> _Job_:
Please repeat these lines, changing "black alloy wheel" to "silver alloy wheel" wherever it appears and keeping everything else the same. Leave the picture out of your answer.

*** Provided data ***

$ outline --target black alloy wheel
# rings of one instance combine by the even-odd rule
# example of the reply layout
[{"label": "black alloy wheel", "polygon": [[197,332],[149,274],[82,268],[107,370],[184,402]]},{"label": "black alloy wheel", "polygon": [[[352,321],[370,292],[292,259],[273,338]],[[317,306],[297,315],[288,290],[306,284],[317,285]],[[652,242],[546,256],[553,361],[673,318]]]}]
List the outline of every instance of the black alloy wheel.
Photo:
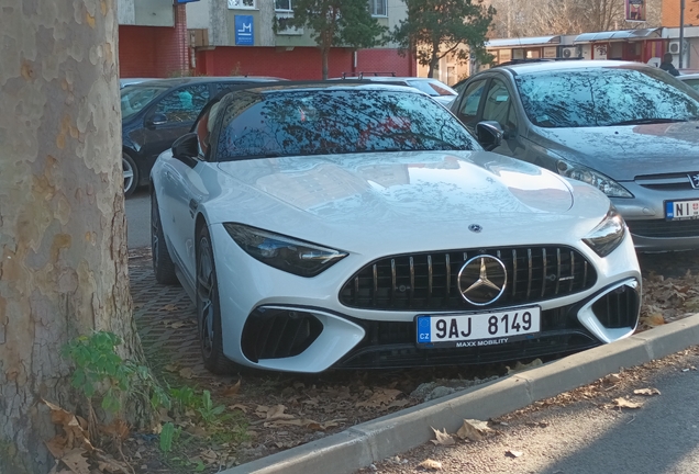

***

> _Full output_:
$ outline --target silver alloy wheel
# rings of one instance combine by the even-odd rule
# example of the reply layout
[{"label": "silver alloy wheel", "polygon": [[197,332],[149,274],[82,268],[107,370],[184,402]]},{"label": "silver alloy wheel", "polygon": [[[352,321],[370,292],[292,259],[273,338]],[[317,306],[297,315],[288,290],[306,284],[317,285]],[[652,242],[546,256],[553,361],[673,318]]]}]
List the outline of every instance of the silver alloy wheel.
Photo:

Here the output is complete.